>> Begin MATERIAL SHOWN
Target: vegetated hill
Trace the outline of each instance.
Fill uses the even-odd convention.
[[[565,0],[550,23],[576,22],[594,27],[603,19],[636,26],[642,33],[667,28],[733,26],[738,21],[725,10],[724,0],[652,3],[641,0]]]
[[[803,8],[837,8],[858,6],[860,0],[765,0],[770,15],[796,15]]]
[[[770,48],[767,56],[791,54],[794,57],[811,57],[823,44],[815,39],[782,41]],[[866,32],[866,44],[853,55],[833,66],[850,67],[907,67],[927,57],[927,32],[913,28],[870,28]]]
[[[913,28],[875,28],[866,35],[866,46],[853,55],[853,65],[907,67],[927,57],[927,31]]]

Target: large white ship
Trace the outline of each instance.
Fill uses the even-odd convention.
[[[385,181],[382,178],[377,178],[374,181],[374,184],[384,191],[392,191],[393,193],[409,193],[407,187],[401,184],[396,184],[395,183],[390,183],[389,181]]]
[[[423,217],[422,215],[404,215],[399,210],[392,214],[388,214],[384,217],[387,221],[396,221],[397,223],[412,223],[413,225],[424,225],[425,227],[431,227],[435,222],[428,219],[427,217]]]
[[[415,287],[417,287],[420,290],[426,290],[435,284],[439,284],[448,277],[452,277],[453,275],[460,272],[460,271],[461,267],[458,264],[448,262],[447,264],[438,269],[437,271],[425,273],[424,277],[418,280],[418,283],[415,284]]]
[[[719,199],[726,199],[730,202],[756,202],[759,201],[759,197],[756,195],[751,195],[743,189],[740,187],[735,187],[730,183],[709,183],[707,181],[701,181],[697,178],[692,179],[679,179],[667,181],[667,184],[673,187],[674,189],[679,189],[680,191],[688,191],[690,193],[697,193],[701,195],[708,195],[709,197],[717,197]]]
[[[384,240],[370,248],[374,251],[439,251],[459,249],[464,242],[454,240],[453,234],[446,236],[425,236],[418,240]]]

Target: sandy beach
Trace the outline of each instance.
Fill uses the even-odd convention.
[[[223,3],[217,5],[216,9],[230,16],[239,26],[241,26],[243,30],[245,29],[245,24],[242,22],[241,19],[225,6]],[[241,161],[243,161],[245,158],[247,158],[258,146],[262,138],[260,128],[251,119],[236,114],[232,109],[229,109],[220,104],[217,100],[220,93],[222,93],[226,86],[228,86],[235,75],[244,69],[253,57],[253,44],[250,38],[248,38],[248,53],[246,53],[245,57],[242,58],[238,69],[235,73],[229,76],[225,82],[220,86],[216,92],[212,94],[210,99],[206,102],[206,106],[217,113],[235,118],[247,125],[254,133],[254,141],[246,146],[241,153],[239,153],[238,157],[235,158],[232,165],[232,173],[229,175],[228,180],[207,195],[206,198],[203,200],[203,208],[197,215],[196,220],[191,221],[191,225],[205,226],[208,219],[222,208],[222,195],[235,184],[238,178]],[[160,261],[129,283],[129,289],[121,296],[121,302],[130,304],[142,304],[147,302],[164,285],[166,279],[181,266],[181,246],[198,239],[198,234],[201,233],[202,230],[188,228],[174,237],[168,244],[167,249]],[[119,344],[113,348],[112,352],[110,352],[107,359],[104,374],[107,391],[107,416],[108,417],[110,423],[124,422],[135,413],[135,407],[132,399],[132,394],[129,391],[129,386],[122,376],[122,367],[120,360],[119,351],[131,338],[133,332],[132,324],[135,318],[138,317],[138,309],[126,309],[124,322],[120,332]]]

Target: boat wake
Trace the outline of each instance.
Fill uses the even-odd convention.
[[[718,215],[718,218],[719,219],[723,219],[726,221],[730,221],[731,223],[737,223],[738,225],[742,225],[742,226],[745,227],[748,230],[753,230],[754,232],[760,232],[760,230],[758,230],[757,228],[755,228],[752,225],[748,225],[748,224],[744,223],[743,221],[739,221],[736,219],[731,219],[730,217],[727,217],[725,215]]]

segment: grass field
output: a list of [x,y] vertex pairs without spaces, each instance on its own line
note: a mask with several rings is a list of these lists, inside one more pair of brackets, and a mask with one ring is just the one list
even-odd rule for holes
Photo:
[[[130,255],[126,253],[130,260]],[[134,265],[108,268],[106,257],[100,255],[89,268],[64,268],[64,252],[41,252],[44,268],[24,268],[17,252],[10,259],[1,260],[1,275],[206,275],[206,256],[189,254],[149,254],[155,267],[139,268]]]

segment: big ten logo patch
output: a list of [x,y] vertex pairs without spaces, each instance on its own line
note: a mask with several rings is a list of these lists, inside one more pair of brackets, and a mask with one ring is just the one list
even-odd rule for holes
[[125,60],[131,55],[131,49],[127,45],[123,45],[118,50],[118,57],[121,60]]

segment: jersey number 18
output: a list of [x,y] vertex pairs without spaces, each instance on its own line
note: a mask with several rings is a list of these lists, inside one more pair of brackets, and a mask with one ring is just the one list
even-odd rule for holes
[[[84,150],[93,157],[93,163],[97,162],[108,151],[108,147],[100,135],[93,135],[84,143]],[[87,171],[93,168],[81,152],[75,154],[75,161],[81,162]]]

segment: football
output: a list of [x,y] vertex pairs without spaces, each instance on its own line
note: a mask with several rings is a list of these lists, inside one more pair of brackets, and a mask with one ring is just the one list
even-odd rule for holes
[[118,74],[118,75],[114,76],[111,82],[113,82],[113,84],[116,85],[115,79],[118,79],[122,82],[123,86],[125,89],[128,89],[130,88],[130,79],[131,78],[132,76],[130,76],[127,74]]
>> End MATERIAL SHOWN
[TASK GOAL] Please copy all of the data above line for line, changing nothing.

[RESULT OF THE TASK]
Target: vegetated hill
Trace the outline of each instance.
Fill uses the even-odd convention.
[[[565,0],[550,23],[576,22],[594,27],[603,19],[636,26],[642,33],[667,28],[733,26],[738,21],[725,10],[724,0],[652,3],[641,0]]]
[[[803,8],[837,8],[858,6],[860,0],[765,0],[770,15],[796,15]]]
[[[770,48],[767,56],[791,54],[794,57],[811,57],[823,44],[815,39],[782,41]],[[866,32],[866,44],[853,55],[833,66],[850,67],[907,67],[927,57],[927,32],[913,28],[870,28]]]
[[[913,28],[875,28],[866,35],[866,46],[853,55],[853,65],[907,67],[927,57],[927,31]]]

Target: large white ship
Trace the outline of each instance.
Fill uses the even-odd convention.
[[[385,181],[382,178],[377,178],[374,181],[374,184],[384,191],[392,191],[393,193],[409,193],[407,187],[401,184],[396,184],[395,183],[390,183],[389,181]]]
[[[423,217],[422,215],[404,215],[399,210],[392,214],[388,214],[384,217],[387,221],[396,221],[397,223],[412,223],[413,225],[424,225],[425,227],[431,227],[435,222],[428,219],[427,217]]]
[[[415,287],[417,287],[420,290],[426,290],[435,284],[439,284],[448,277],[452,277],[453,275],[460,272],[460,271],[461,267],[458,264],[448,262],[447,264],[438,269],[437,271],[425,273],[424,277],[418,280],[418,283],[415,284]]]
[[[719,199],[726,199],[730,202],[756,202],[759,201],[759,197],[756,195],[751,195],[743,189],[740,187],[735,187],[730,183],[709,183],[707,181],[701,181],[697,178],[692,179],[679,179],[667,181],[667,184],[673,187],[674,189],[679,189],[680,191],[688,191],[690,193],[697,193],[701,195],[708,195],[709,197],[717,197]]]
[[[384,240],[370,248],[374,251],[439,251],[459,249],[464,242],[454,240],[453,234],[446,236],[425,236],[418,240]]]

Target: sandy beach
Trace the outline of each instance.
Fill uses the even-odd convention.
[[[223,3],[217,5],[216,9],[230,16],[239,26],[241,26],[243,30],[245,29],[245,24],[242,22],[241,19],[225,6]],[[241,161],[243,161],[245,158],[247,158],[258,146],[262,138],[260,128],[251,119],[236,114],[232,109],[229,109],[220,104],[217,100],[220,93],[222,93],[226,86],[228,86],[235,75],[244,69],[253,57],[253,44],[250,38],[248,38],[248,53],[246,53],[245,57],[242,58],[238,69],[235,73],[229,76],[225,82],[220,86],[216,92],[212,94],[210,99],[206,102],[206,106],[217,113],[235,118],[247,125],[254,133],[254,141],[246,146],[241,153],[239,153],[238,157],[235,158],[232,165],[232,173],[229,175],[228,180],[207,195],[206,198],[203,200],[203,208],[197,215],[196,220],[191,221],[191,225],[205,226],[208,219],[222,208],[222,195],[235,184],[238,178]],[[160,261],[129,283],[129,289],[121,296],[121,302],[130,304],[142,304],[147,302],[164,285],[166,279],[181,266],[181,246],[198,239],[198,234],[201,233],[202,230],[188,228],[174,237],[168,244],[167,249]],[[119,344],[113,348],[112,352],[110,352],[107,359],[104,374],[107,391],[107,416],[108,417],[110,423],[124,422],[135,413],[135,407],[132,399],[132,394],[129,391],[129,386],[122,376],[122,367],[120,360],[119,351],[131,338],[133,332],[132,324],[135,318],[138,317],[138,309],[126,309],[124,322],[120,332]]]

Target: boat wake
Trace the outline of each instance.
Fill uses the even-odd convention.
[[[718,215],[718,218],[719,219],[723,219],[726,221],[730,221],[731,223],[737,223],[738,225],[742,225],[742,226],[745,227],[748,230],[753,230],[754,232],[760,232],[760,230],[758,230],[757,228],[755,228],[752,225],[748,225],[748,224],[744,223],[743,221],[739,221],[736,219],[731,219],[730,217],[727,217],[725,215]]]

segment: grass field
output: a list of [x,y] vertex pairs without spaces, each instance on its own line
note: a mask with several rings is a list of these lists, inside one more pair of brackets, and a mask with one ring is just the one list
even-odd rule for holes
Photo:
[[[130,255],[126,253],[130,260]],[[134,265],[108,268],[106,257],[100,255],[89,268],[64,268],[64,252],[41,252],[44,268],[24,268],[17,252],[10,259],[1,260],[1,275],[206,275],[206,256],[189,254],[149,254],[155,267],[139,268]]]

segment: big ten logo patch
output: a list of [x,y] vertex pairs without spaces, each instance on its own line
note: a mask with several rings is a list of these lists, inside one more pair of brackets, and a mask with one ring is just the one list
even-odd rule for holes
[[125,60],[131,55],[131,49],[127,45],[123,45],[118,50],[118,57],[121,60]]

segment: jersey number 18
output: a list of [x,y] vertex pairs without spaces, each instance on its own line
note: a mask with several rings is a list of these lists, inside one more pair of brackets, and a mask with one ring is just the one list
even-odd rule for holes
[[[84,150],[93,157],[93,163],[97,162],[108,151],[108,147],[100,135],[93,135],[84,143]],[[87,171],[93,168],[81,152],[75,154],[75,161],[81,162]]]

segment: football
output: a list of [x,y] vertex pairs without spaces, each instance on its own line
note: a mask with several rings is a list of these lists, inside one more pair of brackets, and a mask with one ring is just the one list
even-odd rule for holes
[[118,74],[118,75],[114,76],[111,82],[113,82],[113,84],[116,85],[115,79],[118,79],[122,82],[123,86],[125,89],[128,89],[130,88],[130,79],[131,78],[132,76],[130,76],[127,74]]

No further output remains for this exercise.